The Detroit Emeralds are an American R&B/soul vocal group, best known in the early 1970s. They enjoyed a run of successful records in the decade including their 1973 transatlantic hit single, "Feel the Need in Me".

Career
"The Emeralds" were formed as a vocal harmony group in Little Rock, Arkansas, and originally composed of four brothers, Ivory (September 14, 1941 – September 13, 2014), Abrim (January 12, 1945 – July 6, 1982), Cleophus and Raymond Tilmon. After Cleophus and Raymond left, the remaining Tilmon brothers were joined by childhood friend, James Mitchell. Moving to Detroit, Michigan, and expanding their name to the Detroit Emeralds, the trio had their first R&B chart success on Ric-Tic Records, with "Show Time" in 1968.

In 1970, they joined another Detroit-based label, Westbound Records. When touring in Memphis, Tennessee, they recorded some demo tracks at the Hi recording studios, run by top producer Willie Mitchell, to which they added vocals and strings back in Detroit. This approach worked and brought them another hit, "If I Lose Your Love", which was followed by a run of successes including "Do Me Right", "You Want It, You Got It", and "Baby Let Me Take You (In My Arms)" which all made the US R&B top 10, while the latter also reached number 24 on the US Billboard Hot 100 pop chart in 1972.

The song for which they are now best remembered, "Feel the Need in Me", reached number 22 US R&B in 1973, and a new longer version four years later also charted. The original track made the top five in the UK Singles Chart in 1973, and the later production also made the UK chart in 1977 (number 12). "You Want It You Got It" was re-released in the UK as a follow-up to the initial "Feel the Need in Me", also reaching the UK top 20 in 1973. Abrim Tilmon wrote all of their hits, while also arranging and producing the tracks. The horns and strings were arranged by the Grammy award-winning arranger, Johnny Allen. The horns and strings were recorded in Detroit with Carl Austin as concertmaster and Johnny Trudell leading the horns.

§ PROMPT 1: Summarize the text about the Detroit Emeralds in two sentences.
The text and the records have nothing to do with each other.

§ DATA LINES:
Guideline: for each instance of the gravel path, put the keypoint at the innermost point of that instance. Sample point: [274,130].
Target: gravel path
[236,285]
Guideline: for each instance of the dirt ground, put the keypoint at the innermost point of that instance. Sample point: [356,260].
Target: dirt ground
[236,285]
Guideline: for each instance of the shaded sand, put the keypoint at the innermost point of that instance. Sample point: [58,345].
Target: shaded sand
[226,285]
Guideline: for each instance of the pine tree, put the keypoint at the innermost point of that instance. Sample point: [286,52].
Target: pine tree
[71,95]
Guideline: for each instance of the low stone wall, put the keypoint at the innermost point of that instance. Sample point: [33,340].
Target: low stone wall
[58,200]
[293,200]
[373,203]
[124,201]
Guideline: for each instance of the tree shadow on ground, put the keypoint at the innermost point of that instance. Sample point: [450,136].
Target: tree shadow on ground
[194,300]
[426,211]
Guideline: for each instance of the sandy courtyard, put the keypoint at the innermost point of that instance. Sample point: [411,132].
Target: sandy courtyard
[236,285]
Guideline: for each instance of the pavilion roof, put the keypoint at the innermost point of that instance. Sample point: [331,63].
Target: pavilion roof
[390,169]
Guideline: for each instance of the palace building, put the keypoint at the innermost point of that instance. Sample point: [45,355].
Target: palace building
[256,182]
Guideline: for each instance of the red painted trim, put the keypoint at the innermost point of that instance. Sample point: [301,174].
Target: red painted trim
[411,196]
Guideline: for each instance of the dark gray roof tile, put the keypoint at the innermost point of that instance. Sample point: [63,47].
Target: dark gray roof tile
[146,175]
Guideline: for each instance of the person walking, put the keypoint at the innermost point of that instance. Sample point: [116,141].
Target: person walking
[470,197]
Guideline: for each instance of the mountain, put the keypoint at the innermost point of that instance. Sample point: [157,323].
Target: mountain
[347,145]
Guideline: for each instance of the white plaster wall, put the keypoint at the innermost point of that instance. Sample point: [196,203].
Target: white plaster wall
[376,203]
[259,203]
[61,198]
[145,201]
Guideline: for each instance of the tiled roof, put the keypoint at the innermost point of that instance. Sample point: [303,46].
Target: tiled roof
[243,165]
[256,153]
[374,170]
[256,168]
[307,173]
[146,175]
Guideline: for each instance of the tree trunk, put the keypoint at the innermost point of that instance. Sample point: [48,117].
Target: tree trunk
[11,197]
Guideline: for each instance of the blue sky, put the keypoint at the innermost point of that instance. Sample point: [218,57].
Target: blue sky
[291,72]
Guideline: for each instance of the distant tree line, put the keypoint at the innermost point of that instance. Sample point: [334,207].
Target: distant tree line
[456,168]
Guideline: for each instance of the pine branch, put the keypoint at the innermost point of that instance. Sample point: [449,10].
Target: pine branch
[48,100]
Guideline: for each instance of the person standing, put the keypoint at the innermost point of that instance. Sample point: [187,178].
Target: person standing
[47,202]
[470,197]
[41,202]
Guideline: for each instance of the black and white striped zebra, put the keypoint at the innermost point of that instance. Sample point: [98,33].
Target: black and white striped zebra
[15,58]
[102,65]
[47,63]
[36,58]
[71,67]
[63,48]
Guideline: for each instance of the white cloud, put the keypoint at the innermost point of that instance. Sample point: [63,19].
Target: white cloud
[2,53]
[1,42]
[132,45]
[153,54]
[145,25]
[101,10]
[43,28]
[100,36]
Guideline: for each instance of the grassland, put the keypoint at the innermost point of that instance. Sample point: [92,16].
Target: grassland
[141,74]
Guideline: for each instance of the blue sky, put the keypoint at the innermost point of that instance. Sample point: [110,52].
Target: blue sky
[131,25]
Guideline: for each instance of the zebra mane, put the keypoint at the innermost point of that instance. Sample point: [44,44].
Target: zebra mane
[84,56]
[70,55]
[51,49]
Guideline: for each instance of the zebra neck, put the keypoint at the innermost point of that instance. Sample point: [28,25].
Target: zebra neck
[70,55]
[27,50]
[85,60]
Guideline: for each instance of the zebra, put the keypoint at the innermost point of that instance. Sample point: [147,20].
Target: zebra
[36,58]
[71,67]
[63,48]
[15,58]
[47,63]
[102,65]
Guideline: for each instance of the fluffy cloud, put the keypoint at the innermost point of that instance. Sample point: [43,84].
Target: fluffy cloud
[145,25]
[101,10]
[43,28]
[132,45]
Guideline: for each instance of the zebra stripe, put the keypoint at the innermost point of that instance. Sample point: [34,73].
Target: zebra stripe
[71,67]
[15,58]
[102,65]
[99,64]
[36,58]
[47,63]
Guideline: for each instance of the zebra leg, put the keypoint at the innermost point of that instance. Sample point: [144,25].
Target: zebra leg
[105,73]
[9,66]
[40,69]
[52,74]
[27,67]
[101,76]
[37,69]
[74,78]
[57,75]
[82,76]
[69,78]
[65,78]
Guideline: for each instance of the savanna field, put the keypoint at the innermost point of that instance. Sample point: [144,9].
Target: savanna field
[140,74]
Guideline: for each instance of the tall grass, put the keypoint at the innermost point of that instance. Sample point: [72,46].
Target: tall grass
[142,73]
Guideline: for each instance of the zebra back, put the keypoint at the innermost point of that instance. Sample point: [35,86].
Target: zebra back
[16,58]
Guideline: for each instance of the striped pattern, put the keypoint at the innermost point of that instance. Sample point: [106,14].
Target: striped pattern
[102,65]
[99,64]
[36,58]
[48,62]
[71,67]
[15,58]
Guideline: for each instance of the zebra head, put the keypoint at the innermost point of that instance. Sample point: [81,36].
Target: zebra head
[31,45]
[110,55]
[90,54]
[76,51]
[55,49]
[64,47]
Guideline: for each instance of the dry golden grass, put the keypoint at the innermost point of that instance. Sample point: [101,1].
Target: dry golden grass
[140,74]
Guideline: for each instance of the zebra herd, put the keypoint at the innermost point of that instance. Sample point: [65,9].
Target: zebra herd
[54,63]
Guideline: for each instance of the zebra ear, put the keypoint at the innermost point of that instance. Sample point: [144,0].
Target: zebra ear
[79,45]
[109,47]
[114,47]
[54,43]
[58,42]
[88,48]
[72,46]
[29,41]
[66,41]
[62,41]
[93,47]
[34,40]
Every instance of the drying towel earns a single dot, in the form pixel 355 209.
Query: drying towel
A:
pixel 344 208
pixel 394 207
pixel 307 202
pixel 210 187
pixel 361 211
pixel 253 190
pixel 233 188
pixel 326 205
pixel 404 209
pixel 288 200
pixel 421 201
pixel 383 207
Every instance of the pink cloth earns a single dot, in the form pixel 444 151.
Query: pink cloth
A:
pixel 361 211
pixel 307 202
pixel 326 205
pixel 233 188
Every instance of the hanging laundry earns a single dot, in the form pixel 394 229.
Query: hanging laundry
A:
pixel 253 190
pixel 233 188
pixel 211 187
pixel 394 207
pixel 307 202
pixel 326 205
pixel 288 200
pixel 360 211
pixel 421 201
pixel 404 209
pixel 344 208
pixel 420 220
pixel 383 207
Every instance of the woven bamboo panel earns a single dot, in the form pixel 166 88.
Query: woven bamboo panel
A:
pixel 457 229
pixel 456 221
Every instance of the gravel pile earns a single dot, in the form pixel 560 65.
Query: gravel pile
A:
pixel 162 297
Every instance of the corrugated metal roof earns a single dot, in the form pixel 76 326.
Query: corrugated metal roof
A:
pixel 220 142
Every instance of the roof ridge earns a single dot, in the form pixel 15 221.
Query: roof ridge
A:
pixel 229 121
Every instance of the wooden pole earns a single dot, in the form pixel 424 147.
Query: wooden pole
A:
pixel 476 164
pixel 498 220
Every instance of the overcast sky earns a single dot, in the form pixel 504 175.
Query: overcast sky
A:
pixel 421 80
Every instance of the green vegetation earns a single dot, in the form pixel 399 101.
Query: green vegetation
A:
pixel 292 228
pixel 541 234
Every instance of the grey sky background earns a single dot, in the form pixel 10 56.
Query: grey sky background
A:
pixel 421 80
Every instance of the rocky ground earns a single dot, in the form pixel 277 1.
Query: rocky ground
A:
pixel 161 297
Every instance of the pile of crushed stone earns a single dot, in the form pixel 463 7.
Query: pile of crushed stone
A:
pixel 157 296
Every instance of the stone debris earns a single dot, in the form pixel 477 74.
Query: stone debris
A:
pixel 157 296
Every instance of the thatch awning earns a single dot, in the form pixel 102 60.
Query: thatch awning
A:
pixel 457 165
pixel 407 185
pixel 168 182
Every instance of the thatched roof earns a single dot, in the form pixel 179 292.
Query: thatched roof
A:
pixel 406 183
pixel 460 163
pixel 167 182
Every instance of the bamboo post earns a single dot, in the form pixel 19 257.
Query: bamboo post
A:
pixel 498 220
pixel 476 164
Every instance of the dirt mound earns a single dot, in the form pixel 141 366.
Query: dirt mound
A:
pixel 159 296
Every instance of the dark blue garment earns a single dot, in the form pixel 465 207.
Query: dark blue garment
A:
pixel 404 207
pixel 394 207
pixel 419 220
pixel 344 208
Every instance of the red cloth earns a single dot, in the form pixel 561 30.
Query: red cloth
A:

§ PROMPT 2: Transcribe the part of the records that opens with the line containing "Every instance of the thatch awning" and closes with the line containing "pixel 159 296", including both of those lines.

§ CORRECT RESPONSE 1: The Detroit Emeralds, an American R&B/soul vocal group formed in Little Rock, Arkansas, by the Tilmon brothers, moved to Detroit and had their first R&B chart success with "Show Time" on Ric-Tic Records in 1968. After joining Westbound Records in 1970, they had a run of hits written by Abrim Tilmon, including "Feel the Need in Me," which reached the UK top five in 1973.

§ CORRECT RESPONSE 2:
Every instance of the thatch awning earns a single dot, in the form pixel 102 60.
Query: thatch awning
A:
pixel 457 165
pixel 407 185
pixel 168 182
Every instance of the thatched roof earns a single dot, in the form pixel 179 292.
Query: thatched roof
A:
pixel 406 183
pixel 460 163
pixel 167 182
Every instance of the bamboo post earns a single dot, in the form pixel 19 257.
Query: bamboo post
A:
pixel 498 220
pixel 476 164
Every instance of the dirt mound earns a single dot, in the form pixel 141 366.
Query: dirt mound
A:
pixel 159 296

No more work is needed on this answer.